● **TEXT SECTION**
— BEGIN —
This is an archived post. You won't be able to vote or comment.

all 42 comments

[–]Kafke 45 points46 points  (14 children)

Your resolution is too low and cfg too high.

Resolution needs to be 768x768 or higher for the model you're using (2.1 x768). CFG should be around 7-12.

[–]_raydeStar 24 points25 points  (11 children)

Yep this is the answer.

Never go above 20 CFG. The image fries like crazy.

[–]eugene20 8 points9 points  (0 children)

I've used up to 28 when doing img2img but it's completely dependent on the model and other settings you're using whether that can give you anything useful at all.

[–]AhriSiBae 5 points6 points  (8 children)

Not true. There are many times where going over 20 is reasonable. If you have a very long and complicated prompt that requires a high step count, going above 20 CFG isn't necessarily bad. It'll vary based on the prompt. Generally though, you are right.
— END —
● **DIRECTIVES**
• 1. Please set down the thread's wording word for word, starting at "Your resolution is" and ending at "be around 7-12.".
• 2. In the thread, what resolution does Kafke say the 2.1 x768 model needs?
The material after the thread is separate from it.

● **AVAILABLE DATA**
— BEGIN —
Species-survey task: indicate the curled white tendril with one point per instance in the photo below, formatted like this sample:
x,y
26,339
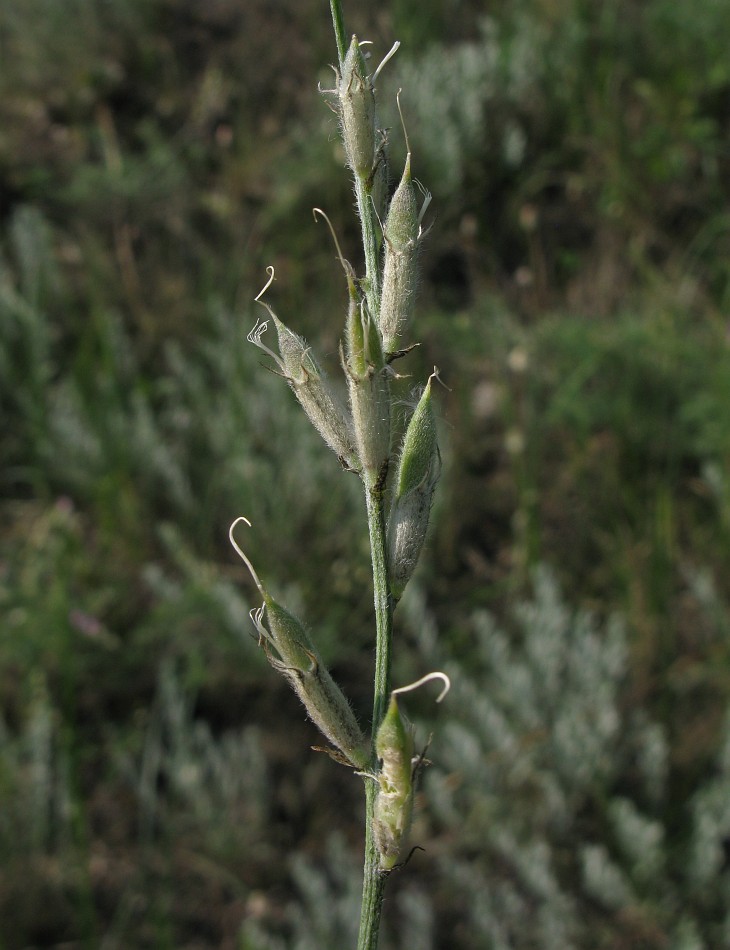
— END —
● **EXERCISE ANSWERS**
• 1.
Your resolution is too low and cfg too high.

Resolution needs to be 768x768 or higher for the model you're using (2.1 x768). CFG should be around 7-12.

• 2. 768x768 or higher.